TBBMM - A Multicore Scalable Delphi and C++ Builder Memory Manager Replacement

FastMM was adopted by Borland / CodeGear (now Embarcadero) end of year 2005 as the default memory manager for Delphi and C++ Builder.

FastMM is fast, but...

FastMM does not scale well in a multi-threaded environment, especially when running under a machine with more than 1 core. It is quite surprising, considering one of CodeGear's main selling point with the new memory manager is that it has good scalability in multithreaded environment.

To FastMM's credit however (and I have tremendous respect for Pierre le Riche, the author of FastMM), it is about 10% faster than Microsoft Visual Studio's built-in memory manager in single-thread.

I came across this when I was doing some thing as simple as concatenating a string in multiple threads, trying to simulate a server which processes requests from multiple clients. Working my way to reproduce the problem with minimal code, I came up with this:

void __fastcall TAnsiStringTesterThread::Execute()
    AnsiString str;
    for (int i=0; i<10000000; i++)

> **Data excerpt**:
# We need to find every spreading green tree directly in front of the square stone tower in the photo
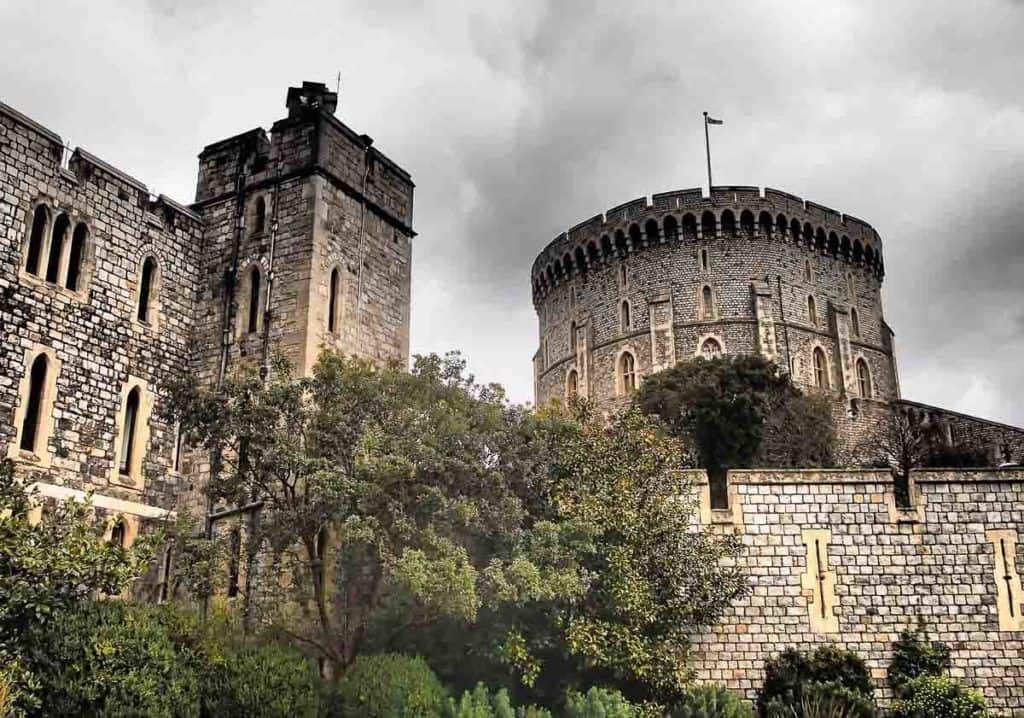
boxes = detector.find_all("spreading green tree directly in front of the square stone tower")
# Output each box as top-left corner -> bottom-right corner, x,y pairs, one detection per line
169,353 -> 561,668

> **Problem details**:
Reproduce the TBBMM memory manager page in full, word for word.

> **Answer area**:
TBBMM - A Multicore Scalable Delphi and C++ Builder Memory Manager Replacement

FastMM was adopted by Borland / CodeGear (now Embarcadero) end of year 2005 as the default memory manager for Delphi and C++ Builder.

FastMM is fast, but...

FastMM does not scale well in a multi-threaded environment, especially when running under a machine with more than 1 core. It is quite surprising, considering one of CodeGear's main selling point with the new memory manager is that it has good scalability in multithreaded environment.

To FastMM's credit however (and I have tremendous respect for Pierre le Riche, the author of FastMM), it is about 10% faster than Microsoft Visual Studio's built-in memory manager in single-thread.

I came across this when I was doing some thing as simple as concatenating a string in multiple threads, trying to simulate a server which processes requests from multiple clients. Working my way to reproduce the problem with minimal code, I came up with this:

void __fastcall TAnsiStringTesterThread::Execute()
    AnsiString str;
    for (int i=0; i<10000000; i++)